(Point annotation records)

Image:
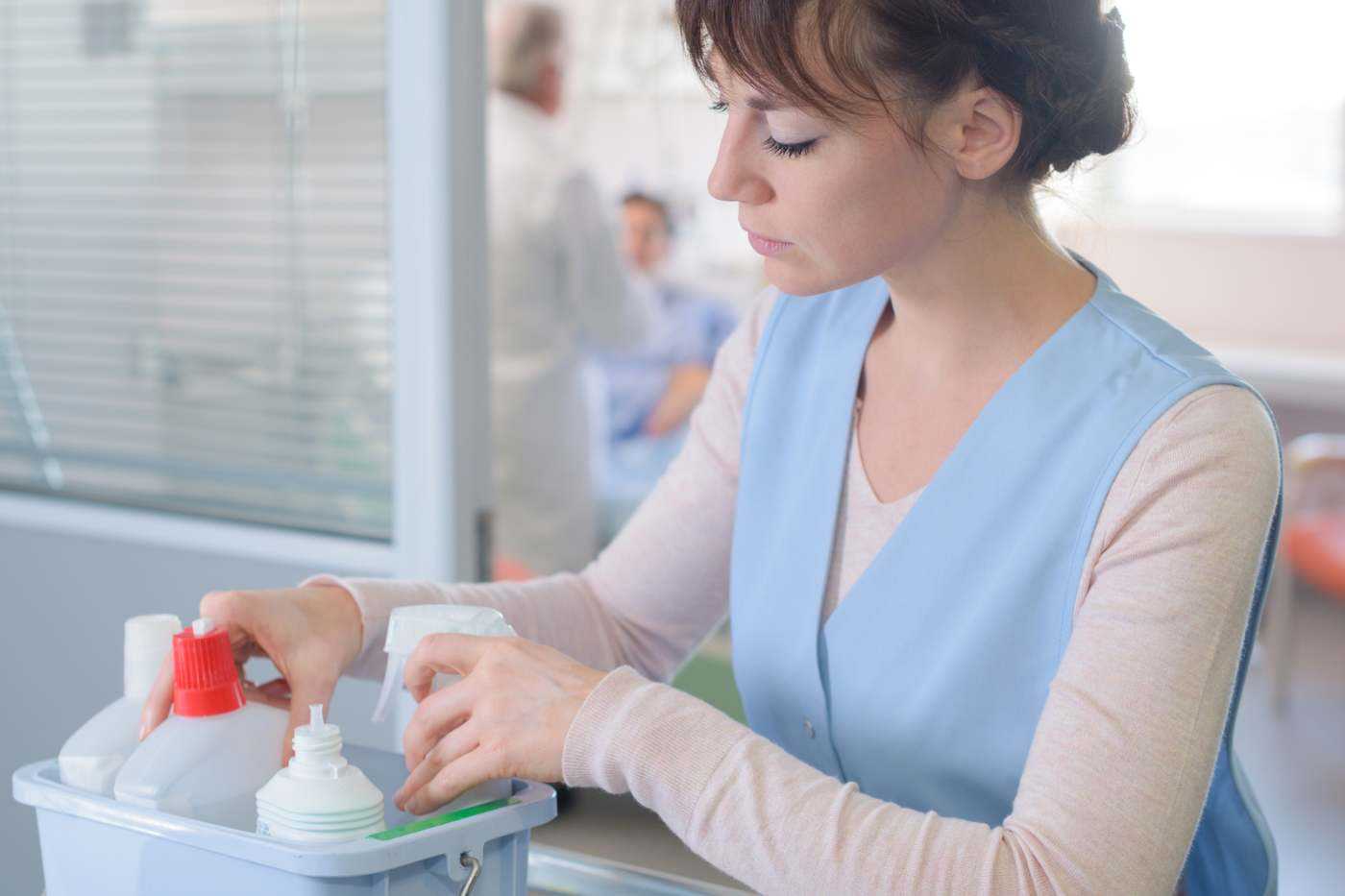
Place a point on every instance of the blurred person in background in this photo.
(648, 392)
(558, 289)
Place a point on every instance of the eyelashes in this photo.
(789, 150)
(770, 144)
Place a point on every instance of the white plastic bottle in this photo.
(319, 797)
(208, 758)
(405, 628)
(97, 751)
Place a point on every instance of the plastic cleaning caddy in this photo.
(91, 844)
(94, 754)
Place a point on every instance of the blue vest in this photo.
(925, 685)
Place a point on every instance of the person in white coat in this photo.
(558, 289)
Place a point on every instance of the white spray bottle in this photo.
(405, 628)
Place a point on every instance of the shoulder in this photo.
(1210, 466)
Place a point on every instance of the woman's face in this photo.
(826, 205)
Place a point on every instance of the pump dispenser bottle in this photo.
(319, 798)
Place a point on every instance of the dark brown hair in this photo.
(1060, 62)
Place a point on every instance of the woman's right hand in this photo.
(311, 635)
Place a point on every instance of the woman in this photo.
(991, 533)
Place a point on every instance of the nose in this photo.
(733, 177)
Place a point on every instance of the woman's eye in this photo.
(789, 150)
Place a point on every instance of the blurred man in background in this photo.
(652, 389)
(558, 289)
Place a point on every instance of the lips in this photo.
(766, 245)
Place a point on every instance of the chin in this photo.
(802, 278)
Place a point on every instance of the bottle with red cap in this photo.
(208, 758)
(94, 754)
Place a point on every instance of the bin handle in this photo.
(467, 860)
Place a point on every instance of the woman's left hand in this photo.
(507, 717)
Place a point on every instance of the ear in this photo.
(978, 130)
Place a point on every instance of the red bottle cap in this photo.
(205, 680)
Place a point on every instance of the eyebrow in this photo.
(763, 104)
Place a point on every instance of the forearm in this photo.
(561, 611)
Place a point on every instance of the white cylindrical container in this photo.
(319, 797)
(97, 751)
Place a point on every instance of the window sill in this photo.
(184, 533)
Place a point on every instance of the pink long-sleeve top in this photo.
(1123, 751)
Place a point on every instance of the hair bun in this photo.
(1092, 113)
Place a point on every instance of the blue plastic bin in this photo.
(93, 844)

==

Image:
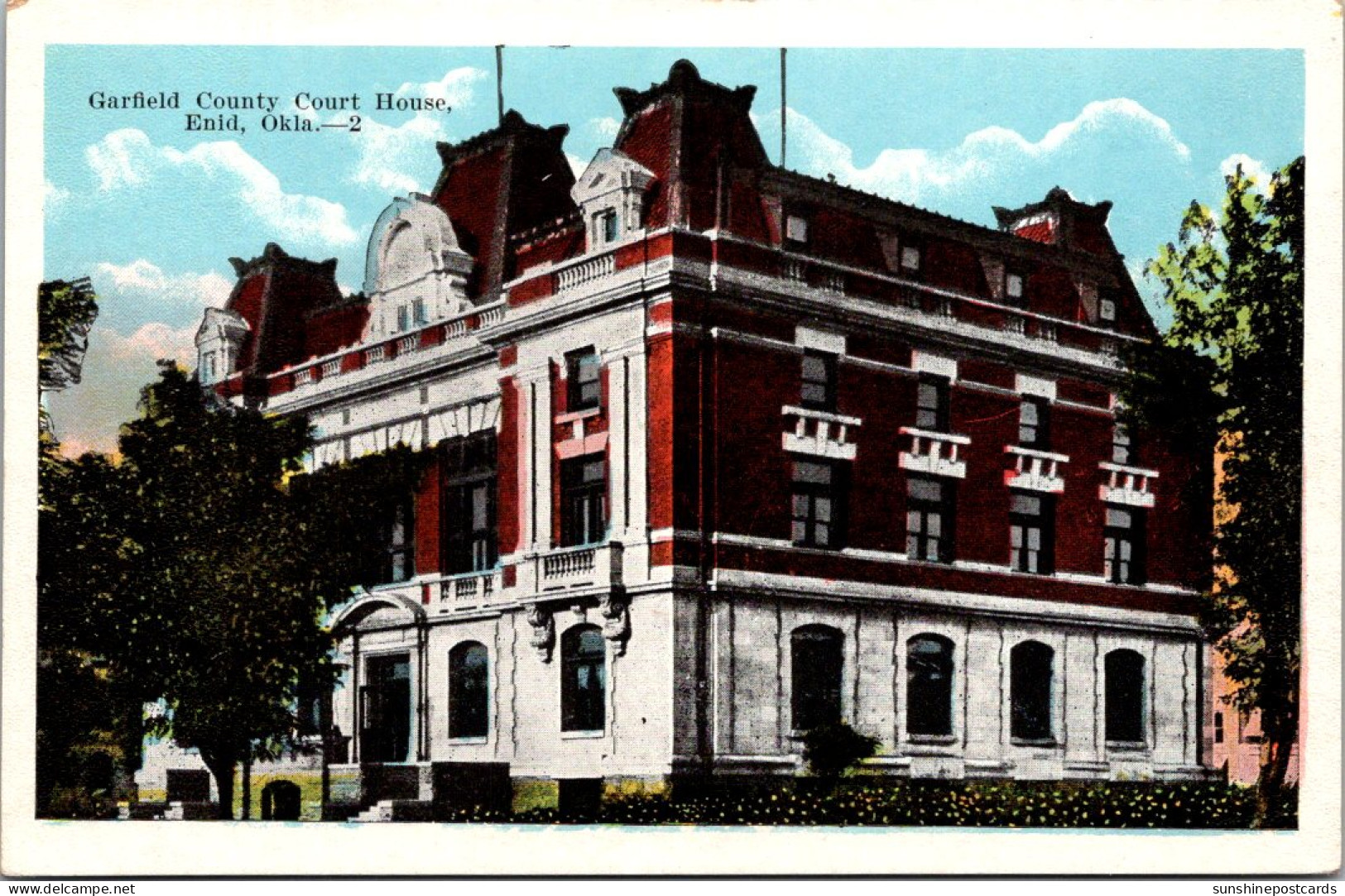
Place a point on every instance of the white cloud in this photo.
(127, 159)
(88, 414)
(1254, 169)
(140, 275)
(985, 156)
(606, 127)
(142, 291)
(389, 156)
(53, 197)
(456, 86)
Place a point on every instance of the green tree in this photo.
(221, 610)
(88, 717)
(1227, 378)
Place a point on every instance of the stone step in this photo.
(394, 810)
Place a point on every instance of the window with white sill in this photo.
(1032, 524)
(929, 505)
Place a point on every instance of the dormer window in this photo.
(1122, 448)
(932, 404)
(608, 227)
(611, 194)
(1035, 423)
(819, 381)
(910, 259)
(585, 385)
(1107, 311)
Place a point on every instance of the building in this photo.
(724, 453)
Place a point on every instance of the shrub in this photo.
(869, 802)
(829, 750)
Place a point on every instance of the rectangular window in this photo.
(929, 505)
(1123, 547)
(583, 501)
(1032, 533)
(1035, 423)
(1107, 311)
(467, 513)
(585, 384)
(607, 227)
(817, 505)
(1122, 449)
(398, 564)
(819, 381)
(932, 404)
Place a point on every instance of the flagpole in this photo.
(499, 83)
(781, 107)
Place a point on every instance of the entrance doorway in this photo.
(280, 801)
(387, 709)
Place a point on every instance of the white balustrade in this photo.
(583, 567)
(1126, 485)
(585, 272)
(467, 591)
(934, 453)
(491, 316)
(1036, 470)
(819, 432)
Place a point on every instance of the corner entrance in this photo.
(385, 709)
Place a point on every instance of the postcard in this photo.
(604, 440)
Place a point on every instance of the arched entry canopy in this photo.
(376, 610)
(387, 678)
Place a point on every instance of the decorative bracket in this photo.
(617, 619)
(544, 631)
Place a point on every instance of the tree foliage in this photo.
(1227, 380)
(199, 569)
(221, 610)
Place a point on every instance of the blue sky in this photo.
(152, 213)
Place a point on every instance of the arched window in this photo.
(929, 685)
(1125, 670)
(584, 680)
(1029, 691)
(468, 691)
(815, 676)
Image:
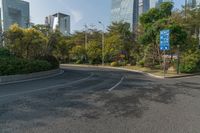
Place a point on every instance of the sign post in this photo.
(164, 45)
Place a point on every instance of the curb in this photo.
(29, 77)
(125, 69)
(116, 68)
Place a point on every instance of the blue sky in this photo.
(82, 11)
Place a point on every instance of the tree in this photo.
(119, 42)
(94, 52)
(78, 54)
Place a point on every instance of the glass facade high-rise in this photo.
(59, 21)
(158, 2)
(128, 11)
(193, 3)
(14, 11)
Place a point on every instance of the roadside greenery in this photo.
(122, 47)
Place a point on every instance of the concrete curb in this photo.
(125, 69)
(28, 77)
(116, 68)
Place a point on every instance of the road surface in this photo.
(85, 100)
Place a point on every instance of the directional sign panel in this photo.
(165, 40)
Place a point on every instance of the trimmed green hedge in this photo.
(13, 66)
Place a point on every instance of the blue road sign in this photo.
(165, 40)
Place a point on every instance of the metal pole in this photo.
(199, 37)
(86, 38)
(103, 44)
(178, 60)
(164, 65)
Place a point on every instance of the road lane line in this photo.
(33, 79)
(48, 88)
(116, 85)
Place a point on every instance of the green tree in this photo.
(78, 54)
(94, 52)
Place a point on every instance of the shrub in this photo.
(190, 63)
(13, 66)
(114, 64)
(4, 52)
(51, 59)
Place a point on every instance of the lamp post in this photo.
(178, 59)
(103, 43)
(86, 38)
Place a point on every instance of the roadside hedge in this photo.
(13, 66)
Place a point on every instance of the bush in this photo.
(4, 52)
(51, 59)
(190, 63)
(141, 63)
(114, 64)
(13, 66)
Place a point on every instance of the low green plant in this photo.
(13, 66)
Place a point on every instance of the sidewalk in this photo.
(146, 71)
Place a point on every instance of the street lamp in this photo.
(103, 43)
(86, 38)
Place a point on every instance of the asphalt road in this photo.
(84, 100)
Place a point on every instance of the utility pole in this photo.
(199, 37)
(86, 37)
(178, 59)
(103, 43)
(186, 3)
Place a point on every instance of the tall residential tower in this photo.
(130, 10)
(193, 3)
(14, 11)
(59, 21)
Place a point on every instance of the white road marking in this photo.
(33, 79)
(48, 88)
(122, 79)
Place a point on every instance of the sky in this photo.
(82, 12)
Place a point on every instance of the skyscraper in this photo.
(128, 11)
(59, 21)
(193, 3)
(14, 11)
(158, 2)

--

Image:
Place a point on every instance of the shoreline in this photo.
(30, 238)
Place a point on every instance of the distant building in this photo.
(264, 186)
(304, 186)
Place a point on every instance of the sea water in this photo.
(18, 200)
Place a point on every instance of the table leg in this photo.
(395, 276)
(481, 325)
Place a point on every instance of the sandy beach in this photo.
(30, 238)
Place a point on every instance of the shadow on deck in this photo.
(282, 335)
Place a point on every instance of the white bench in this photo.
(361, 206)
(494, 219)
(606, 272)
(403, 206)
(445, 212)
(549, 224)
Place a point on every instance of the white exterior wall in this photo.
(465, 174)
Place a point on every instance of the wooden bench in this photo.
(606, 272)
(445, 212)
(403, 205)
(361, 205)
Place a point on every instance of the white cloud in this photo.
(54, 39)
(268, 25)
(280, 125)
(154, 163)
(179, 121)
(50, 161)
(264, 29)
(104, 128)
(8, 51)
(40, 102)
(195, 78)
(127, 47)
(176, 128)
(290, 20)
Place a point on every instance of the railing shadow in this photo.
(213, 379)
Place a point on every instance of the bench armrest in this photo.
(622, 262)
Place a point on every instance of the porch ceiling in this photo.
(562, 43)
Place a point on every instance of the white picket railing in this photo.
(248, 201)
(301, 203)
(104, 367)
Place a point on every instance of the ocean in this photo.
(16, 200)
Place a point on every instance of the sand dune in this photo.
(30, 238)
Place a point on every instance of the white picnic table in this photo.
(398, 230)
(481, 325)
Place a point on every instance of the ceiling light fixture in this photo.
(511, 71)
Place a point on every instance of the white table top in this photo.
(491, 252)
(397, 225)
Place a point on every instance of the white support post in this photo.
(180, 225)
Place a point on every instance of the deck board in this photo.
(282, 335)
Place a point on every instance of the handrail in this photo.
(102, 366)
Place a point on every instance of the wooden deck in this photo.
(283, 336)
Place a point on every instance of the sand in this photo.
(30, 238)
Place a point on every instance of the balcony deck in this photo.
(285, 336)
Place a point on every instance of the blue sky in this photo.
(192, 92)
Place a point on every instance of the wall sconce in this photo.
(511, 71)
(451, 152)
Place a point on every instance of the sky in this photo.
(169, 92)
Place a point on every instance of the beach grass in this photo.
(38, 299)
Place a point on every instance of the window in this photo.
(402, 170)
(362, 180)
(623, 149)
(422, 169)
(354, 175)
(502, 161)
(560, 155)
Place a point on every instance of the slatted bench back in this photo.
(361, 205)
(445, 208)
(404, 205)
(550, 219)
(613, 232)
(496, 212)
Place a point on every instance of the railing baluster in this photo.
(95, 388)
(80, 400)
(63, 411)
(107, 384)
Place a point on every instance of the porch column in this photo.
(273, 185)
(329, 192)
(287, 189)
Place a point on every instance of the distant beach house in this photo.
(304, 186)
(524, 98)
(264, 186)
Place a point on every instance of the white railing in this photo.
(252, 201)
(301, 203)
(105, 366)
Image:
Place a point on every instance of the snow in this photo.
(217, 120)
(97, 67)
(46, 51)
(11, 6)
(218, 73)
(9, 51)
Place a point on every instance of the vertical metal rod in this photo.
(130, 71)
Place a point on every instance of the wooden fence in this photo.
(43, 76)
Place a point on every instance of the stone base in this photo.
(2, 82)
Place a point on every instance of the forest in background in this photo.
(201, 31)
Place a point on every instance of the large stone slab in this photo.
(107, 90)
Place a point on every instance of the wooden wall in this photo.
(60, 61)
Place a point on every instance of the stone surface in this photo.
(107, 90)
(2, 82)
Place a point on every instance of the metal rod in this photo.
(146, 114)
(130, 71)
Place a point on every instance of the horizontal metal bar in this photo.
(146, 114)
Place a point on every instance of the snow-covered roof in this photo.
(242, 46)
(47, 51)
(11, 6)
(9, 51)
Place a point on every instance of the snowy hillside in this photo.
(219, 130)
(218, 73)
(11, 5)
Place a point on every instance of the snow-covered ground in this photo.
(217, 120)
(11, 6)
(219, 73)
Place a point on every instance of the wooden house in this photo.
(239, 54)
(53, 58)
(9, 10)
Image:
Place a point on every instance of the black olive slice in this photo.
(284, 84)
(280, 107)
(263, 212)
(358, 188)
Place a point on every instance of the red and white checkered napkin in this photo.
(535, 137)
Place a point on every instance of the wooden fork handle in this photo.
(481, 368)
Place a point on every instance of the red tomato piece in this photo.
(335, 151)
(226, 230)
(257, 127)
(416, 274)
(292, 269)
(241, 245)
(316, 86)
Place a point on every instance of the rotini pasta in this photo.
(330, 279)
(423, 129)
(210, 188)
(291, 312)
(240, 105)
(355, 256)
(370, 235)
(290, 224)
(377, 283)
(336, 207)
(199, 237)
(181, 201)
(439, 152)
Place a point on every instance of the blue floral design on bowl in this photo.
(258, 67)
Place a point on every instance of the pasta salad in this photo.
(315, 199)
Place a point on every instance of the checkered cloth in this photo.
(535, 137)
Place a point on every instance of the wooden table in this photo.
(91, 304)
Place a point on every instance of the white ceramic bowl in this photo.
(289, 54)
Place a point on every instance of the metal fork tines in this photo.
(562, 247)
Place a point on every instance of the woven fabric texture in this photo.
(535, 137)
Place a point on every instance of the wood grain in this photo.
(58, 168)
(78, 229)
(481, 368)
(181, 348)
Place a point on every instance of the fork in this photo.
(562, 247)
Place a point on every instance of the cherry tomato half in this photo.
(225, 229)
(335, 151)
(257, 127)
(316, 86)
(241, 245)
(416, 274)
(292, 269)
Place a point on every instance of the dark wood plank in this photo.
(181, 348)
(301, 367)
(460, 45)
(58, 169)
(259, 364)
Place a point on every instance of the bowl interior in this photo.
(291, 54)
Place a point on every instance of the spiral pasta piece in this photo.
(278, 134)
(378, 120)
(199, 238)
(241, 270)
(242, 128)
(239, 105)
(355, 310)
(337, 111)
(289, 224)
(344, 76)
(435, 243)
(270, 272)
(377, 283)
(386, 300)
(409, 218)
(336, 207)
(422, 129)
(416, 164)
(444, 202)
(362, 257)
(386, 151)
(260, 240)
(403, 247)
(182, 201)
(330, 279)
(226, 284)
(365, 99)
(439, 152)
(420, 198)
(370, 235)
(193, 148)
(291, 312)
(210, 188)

Directions for this task:
Extract each line from the entries above that contains the string "entrance".

Answer to the problem:
Place a point on every instance of the entrance doorway in this photo.
Place a point on every instance of the corner entrance in this photo.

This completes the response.